**STORED DATA**
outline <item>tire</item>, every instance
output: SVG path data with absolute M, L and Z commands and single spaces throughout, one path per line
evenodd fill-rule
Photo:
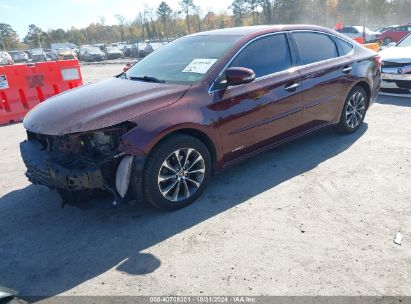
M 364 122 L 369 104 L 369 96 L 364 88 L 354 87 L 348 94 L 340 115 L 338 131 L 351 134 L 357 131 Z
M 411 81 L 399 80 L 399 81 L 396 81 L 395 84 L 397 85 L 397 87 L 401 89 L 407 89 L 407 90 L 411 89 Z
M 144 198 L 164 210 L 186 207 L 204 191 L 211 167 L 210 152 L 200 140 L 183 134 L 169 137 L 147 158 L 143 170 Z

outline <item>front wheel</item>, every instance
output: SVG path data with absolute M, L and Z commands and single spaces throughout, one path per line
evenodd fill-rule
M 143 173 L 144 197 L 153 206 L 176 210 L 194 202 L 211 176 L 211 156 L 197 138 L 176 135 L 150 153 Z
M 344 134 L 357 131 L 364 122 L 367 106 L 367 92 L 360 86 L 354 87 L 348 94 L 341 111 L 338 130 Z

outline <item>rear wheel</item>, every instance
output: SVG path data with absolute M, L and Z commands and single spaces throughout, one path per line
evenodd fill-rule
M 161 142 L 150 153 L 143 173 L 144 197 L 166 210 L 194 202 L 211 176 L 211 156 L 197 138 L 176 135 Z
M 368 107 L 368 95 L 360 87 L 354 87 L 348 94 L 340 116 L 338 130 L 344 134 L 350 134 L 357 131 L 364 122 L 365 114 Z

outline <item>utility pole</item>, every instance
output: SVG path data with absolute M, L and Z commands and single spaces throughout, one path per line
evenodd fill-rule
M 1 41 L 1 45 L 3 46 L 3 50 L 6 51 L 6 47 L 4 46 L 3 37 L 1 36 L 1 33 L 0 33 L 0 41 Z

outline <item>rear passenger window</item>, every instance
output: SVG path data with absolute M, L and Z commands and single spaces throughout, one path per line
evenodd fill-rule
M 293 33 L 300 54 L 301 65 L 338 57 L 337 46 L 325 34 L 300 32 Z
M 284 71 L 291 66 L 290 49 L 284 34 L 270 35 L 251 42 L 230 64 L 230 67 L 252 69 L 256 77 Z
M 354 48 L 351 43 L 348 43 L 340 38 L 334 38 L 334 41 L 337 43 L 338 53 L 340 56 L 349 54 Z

--

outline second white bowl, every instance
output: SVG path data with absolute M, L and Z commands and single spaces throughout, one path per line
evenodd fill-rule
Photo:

**WHAT IS BEING ASKED**
Give as a JSON list of strings, one per line and with blank lines skipped, the lines starting at the one containing "outline <item>rear wheel</item>, every" and ending at the one containing "M 368 107 L".

**CORRECT ANSWER**
[
  "outline <item>rear wheel</item>, every instance",
  "output: SVG path data with absolute M, L and Z commands and single spaces throughout, one path per line",
  "evenodd fill-rule",
  "M 161 142 L 150 153 L 143 173 L 144 197 L 166 210 L 194 202 L 211 176 L 211 156 L 197 138 L 176 135 Z",
  "M 368 107 L 368 95 L 360 87 L 354 87 L 348 94 L 340 116 L 338 130 L 344 134 L 350 134 L 357 131 L 364 122 L 365 114 Z"
]